# Problem statement
Which lines below contain the word "black"? Return each of them in full.

# Entries supplied
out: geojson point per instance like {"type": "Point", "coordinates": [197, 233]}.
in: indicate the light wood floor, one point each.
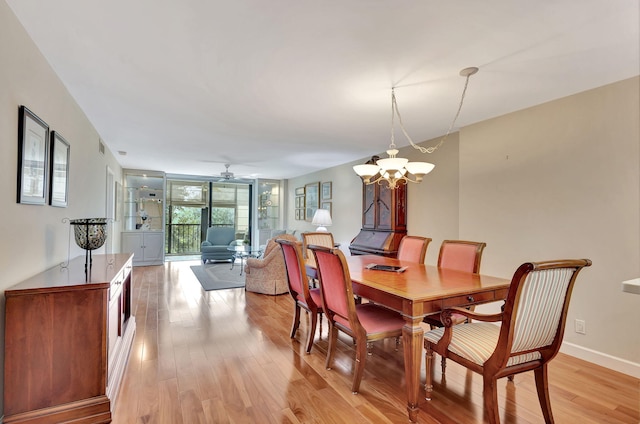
{"type": "Point", "coordinates": [226, 357]}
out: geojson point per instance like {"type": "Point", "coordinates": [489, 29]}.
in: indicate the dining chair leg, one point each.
{"type": "Point", "coordinates": [312, 330]}
{"type": "Point", "coordinates": [428, 386]}
{"type": "Point", "coordinates": [361, 357]}
{"type": "Point", "coordinates": [542, 386]}
{"type": "Point", "coordinates": [490, 395]}
{"type": "Point", "coordinates": [296, 321]}
{"type": "Point", "coordinates": [333, 339]}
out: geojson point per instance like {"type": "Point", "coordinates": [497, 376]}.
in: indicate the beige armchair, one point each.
{"type": "Point", "coordinates": [268, 274]}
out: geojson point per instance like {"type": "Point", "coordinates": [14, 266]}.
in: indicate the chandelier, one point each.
{"type": "Point", "coordinates": [395, 170]}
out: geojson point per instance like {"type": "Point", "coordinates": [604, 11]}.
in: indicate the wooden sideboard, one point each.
{"type": "Point", "coordinates": [67, 341]}
{"type": "Point", "coordinates": [384, 220]}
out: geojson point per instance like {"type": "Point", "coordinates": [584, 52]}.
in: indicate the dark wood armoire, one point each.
{"type": "Point", "coordinates": [384, 220]}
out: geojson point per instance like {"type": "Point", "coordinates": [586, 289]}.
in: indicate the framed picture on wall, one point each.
{"type": "Point", "coordinates": [312, 199]}
{"type": "Point", "coordinates": [327, 206]}
{"type": "Point", "coordinates": [33, 158]}
{"type": "Point", "coordinates": [59, 193]}
{"type": "Point", "coordinates": [326, 190]}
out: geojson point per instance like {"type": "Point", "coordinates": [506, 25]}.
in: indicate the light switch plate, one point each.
{"type": "Point", "coordinates": [631, 286]}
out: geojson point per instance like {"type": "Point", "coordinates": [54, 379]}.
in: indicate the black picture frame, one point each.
{"type": "Point", "coordinates": [326, 190]}
{"type": "Point", "coordinates": [59, 174]}
{"type": "Point", "coordinates": [312, 199]}
{"type": "Point", "coordinates": [33, 158]}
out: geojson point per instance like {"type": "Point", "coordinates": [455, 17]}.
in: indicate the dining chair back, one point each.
{"type": "Point", "coordinates": [461, 255]}
{"type": "Point", "coordinates": [319, 238]}
{"type": "Point", "coordinates": [413, 249]}
{"type": "Point", "coordinates": [458, 255]}
{"type": "Point", "coordinates": [529, 335]}
{"type": "Point", "coordinates": [365, 323]}
{"type": "Point", "coordinates": [303, 297]}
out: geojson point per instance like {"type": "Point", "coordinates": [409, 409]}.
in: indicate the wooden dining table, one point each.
{"type": "Point", "coordinates": [419, 291]}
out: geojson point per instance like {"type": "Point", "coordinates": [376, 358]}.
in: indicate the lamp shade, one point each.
{"type": "Point", "coordinates": [322, 218]}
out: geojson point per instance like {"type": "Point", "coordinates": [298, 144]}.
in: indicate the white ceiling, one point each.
{"type": "Point", "coordinates": [281, 88]}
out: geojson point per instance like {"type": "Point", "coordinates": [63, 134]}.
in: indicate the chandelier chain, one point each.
{"type": "Point", "coordinates": [431, 149]}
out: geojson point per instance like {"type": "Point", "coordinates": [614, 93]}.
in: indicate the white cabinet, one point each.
{"type": "Point", "coordinates": [147, 246]}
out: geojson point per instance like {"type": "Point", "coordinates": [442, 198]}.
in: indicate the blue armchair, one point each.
{"type": "Point", "coordinates": [214, 248]}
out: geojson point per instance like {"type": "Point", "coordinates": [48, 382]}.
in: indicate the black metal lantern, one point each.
{"type": "Point", "coordinates": [90, 234]}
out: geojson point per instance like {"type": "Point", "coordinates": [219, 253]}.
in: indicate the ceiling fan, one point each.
{"type": "Point", "coordinates": [228, 176]}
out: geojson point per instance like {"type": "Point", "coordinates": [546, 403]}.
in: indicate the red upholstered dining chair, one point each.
{"type": "Point", "coordinates": [366, 322]}
{"type": "Point", "coordinates": [304, 298]}
{"type": "Point", "coordinates": [413, 249]}
{"type": "Point", "coordinates": [461, 255]}
{"type": "Point", "coordinates": [528, 337]}
{"type": "Point", "coordinates": [458, 255]}
{"type": "Point", "coordinates": [319, 238]}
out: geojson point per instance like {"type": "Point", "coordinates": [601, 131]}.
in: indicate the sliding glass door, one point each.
{"type": "Point", "coordinates": [192, 206]}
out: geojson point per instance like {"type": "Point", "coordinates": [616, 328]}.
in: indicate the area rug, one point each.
{"type": "Point", "coordinates": [218, 276]}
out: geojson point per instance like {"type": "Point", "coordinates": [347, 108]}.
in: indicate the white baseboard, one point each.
{"type": "Point", "coordinates": [617, 364]}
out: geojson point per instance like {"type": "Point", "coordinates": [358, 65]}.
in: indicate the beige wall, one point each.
{"type": "Point", "coordinates": [34, 238]}
{"type": "Point", "coordinates": [562, 180]}
{"type": "Point", "coordinates": [559, 180]}
{"type": "Point", "coordinates": [432, 205]}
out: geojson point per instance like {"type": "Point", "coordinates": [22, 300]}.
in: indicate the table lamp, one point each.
{"type": "Point", "coordinates": [322, 218]}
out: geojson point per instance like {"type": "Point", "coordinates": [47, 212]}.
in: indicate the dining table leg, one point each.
{"type": "Point", "coordinates": [412, 338]}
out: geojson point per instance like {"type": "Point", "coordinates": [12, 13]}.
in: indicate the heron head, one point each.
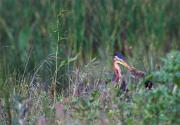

# Output of the exercise
in: indicate the black picture frame, one point each.
in: indicate the black metal lantern, one point each.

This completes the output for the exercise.